Data section ▸
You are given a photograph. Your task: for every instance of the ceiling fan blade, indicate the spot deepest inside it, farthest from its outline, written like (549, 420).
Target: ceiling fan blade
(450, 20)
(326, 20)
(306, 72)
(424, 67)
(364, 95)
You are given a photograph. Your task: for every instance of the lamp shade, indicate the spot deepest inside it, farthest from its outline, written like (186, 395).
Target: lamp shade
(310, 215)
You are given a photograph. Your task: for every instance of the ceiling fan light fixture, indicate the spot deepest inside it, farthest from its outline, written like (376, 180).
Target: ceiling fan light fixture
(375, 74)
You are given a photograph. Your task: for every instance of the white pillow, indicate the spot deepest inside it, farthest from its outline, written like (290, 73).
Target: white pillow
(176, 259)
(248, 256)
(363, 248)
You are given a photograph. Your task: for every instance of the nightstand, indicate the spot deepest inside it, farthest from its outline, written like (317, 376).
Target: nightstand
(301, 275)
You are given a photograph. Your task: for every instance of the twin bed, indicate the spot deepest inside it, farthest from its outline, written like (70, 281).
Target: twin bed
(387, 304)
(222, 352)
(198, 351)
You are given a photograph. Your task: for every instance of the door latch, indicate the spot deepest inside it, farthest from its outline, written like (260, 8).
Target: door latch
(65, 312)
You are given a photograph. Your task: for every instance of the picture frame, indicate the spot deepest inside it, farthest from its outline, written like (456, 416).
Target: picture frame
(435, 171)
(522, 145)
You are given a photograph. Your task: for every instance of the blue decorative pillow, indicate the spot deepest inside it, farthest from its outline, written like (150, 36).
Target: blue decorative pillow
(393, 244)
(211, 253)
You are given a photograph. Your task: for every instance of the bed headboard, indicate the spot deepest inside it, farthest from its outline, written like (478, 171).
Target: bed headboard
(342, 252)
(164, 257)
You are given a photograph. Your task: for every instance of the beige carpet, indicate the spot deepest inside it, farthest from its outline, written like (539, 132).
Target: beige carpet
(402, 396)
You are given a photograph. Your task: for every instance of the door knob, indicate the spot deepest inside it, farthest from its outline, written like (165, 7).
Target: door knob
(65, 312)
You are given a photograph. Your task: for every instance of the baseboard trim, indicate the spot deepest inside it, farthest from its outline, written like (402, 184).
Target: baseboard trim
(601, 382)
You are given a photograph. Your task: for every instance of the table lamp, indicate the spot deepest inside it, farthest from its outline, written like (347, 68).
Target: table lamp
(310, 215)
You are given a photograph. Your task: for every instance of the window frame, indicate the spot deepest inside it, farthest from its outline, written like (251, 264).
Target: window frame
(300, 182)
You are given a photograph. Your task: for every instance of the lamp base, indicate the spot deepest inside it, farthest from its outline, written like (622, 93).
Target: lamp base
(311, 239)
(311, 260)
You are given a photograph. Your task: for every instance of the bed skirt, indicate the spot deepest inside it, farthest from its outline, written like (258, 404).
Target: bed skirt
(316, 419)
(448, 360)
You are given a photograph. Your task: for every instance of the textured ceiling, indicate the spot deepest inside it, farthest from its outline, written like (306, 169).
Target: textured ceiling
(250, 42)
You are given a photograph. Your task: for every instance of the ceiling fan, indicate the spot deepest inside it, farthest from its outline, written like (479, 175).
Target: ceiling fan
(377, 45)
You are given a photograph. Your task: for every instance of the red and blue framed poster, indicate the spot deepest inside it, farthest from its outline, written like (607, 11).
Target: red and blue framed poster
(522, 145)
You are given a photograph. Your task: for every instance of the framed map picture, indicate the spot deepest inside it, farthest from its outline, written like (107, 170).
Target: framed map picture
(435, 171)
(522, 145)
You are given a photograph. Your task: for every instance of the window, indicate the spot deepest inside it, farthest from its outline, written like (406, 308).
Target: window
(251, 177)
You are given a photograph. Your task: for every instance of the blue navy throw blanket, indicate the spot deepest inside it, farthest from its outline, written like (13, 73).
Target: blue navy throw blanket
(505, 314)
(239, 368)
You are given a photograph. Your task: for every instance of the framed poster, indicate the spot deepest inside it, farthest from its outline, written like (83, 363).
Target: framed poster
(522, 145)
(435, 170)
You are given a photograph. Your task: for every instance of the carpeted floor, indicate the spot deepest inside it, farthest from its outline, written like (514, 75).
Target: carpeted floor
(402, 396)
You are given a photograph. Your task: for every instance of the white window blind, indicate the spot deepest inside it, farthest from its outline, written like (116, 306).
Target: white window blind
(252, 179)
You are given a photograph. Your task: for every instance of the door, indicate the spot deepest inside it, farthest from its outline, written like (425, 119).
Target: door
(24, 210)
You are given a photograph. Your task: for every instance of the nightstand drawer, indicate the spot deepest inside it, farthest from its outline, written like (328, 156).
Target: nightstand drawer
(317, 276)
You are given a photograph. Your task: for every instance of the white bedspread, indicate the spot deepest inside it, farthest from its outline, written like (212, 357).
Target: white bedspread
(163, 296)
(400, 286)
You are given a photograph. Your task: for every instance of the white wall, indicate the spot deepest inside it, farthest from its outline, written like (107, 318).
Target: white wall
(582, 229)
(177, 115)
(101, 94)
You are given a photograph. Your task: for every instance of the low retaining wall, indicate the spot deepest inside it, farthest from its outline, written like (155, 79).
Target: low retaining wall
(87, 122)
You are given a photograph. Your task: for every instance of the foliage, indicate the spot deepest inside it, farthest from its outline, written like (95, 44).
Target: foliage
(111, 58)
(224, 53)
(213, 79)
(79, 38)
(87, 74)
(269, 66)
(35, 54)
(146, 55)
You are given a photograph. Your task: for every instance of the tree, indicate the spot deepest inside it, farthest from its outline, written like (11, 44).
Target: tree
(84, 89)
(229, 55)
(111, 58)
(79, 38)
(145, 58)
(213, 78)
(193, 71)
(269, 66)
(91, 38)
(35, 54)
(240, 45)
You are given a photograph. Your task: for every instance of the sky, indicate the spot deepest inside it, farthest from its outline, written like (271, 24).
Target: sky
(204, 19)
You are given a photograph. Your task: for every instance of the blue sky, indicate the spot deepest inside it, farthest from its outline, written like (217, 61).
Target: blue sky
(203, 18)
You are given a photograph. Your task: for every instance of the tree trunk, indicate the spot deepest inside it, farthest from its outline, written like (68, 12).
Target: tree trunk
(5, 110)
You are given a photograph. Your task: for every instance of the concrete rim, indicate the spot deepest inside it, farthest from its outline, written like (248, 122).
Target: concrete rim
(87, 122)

About this exercise ▸ Return only the lines spanning from the first line of the material through the line with "like (317, 376).", copied exactly, both ends kept.

Solution for this task ▸
You are given a photograph. Your task: for every instance of the ceiling fan blade, indicate the spot deepest inside it, farthest from its outline, written like (549, 420).
Target: ceiling fan blade
(450, 20)
(326, 20)
(306, 72)
(424, 67)
(364, 95)
You are given a photograph. Your task: for every instance of the lamp shade, indicate the spot deepest inside it, farthest from its outline, written like (186, 395).
Target: lamp shade
(310, 215)
You are given a photograph. Your task: for every instance of the ceiling fan light fixture, indicate the spot deepest inside it, farthest from its outline, written like (376, 180).
Target: ceiling fan light fixture
(375, 74)
You are given a photograph. Your task: for every instance of the white pillow, indicate the spot deepest inside it, farthest from its outline, written like (290, 73).
Target: white pillow
(176, 259)
(248, 256)
(363, 248)
You are given a photograph. Your task: for every instance of the nightstand, indicate the spot deepest inside it, farthest from its outline, written like (317, 376).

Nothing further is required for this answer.